**Description of the task:** Give the entries again exactly. Skip the pictures.

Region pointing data
------------------------

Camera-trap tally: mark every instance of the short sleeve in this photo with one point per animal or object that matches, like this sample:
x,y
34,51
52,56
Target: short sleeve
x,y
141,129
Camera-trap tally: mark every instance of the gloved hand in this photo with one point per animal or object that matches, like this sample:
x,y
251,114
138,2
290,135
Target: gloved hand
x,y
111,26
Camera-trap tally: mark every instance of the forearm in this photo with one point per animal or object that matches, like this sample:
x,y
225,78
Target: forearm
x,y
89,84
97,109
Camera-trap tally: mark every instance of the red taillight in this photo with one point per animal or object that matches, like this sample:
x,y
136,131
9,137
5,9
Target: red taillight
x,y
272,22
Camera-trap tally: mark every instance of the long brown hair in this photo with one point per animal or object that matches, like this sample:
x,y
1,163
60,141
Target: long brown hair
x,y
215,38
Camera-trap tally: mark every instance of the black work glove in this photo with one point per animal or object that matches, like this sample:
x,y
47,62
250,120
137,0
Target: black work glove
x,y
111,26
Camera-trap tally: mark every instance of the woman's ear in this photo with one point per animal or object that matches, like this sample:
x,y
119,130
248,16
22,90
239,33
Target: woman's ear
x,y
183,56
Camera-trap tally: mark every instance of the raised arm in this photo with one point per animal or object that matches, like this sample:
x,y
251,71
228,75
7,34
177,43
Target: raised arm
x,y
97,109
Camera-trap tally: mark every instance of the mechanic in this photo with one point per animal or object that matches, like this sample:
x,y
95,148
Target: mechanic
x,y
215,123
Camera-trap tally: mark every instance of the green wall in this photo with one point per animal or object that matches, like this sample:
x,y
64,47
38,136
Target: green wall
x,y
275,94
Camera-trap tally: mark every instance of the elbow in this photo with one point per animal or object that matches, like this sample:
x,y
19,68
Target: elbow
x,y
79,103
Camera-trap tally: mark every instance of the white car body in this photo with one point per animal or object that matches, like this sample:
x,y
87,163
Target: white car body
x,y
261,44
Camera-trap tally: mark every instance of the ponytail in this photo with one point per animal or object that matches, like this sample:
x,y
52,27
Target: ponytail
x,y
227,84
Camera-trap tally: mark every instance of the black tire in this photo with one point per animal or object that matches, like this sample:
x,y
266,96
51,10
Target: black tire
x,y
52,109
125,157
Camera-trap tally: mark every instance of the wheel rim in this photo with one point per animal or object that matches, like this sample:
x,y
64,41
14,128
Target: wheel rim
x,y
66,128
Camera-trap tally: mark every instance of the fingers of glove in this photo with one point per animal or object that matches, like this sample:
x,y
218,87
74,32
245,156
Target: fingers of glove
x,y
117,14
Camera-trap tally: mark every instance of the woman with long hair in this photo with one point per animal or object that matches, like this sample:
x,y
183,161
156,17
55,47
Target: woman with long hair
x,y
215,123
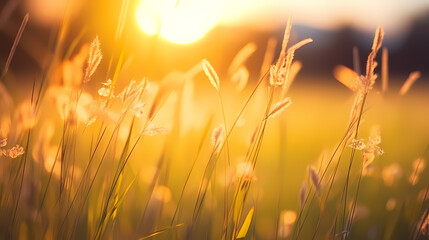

------------------------

**Answer section:**
Camera-trap tally: mark every instance of the short sleeve in this photo with one point per animal or object that matches, like this sample:
x,y
34,51
52,56
Target: short sleeve
x,y
141,129
Camera-trap tally: mark every instance of the gloved hand in this photo with one point per animal or object that matches, like this sample:
x,y
251,114
138,2
290,135
Target: gloved hand
x,y
111,26
Camera-trap tally: mark every instance of the forearm in this photo with one point per animal or object that matches, like this sample:
x,y
225,78
Target: forearm
x,y
89,84
97,109
Camera-trap tally: mark every instance of the red taillight in this photo with one point per animal or object that matches, like this sample:
x,y
136,131
9,137
5,9
Target: red taillight
x,y
272,22
Camera-trap tally: mark every instance of the long brown hair in this photo with one point per animal or object that matches, like this sample:
x,y
1,163
60,141
Target: long brown hair
x,y
215,38
Camera-trap tally: mark every instance of the black work glove in this photo with one point per animal or object that matches, like this sample:
x,y
47,62
250,120
137,0
Target: black work glove
x,y
111,26
Camera-trap tally: mark every instance of the woman's ear in this photo with one point per animal or object that matches, like this sample:
x,y
119,130
248,16
22,90
239,33
Target: woman's ear
x,y
183,56
Camera-trap tally: mark every instance of the raised arm in this photo with one point per animal or object that matches, like this sample:
x,y
251,71
228,75
7,34
177,43
Target: raised arm
x,y
97,109
Camera-trap tally: mark every instance of the mechanic in this photo with one point per animal or object that matches, like this sample:
x,y
95,148
Target: mechanic
x,y
215,123
Camera-trap tally: mark every instance of the green wall in this photo with one point per animal or object that matches, like this sample:
x,y
64,47
38,136
Target: green wall
x,y
275,94
Camera-trap tally: mark every instance of the elbow in this photo with one point per animal or object that matches, like this sample:
x,y
19,68
Target: elbow
x,y
79,103
Camera-trap tally: mark every instance of the white car body in this photo with one point per animal or object that matches, like this sample:
x,y
87,163
Target: white car body
x,y
261,44
Camera-trap tally: mark every instance of the ponytail in this photo with one point per animal or object that matches, like this sample:
x,y
52,27
Target: ponytail
x,y
227,84
Camera-trap tally: mark every instance of the black tire in this photo with one point per animal or object that matches, like this sample:
x,y
266,96
51,10
Target: black tire
x,y
52,109
125,157
Camera-trap tally: mark every instance of the wheel rim in this photo with one point per animal or object that matches, like this sample:
x,y
64,41
14,128
Target: wheel rim
x,y
66,128
Camera-trap tally: mark every instance of the fingers of glove in this photo with one point per animal or object that matches, like this sample:
x,y
218,87
74,32
245,156
Target: fingers of glove
x,y
117,14
Camera-trap tally: mark every instance of the woman with long hair in this photo with one point per animal or object that matches, like this sample:
x,y
183,161
156,17
55,47
Target: woman with long hair
x,y
215,123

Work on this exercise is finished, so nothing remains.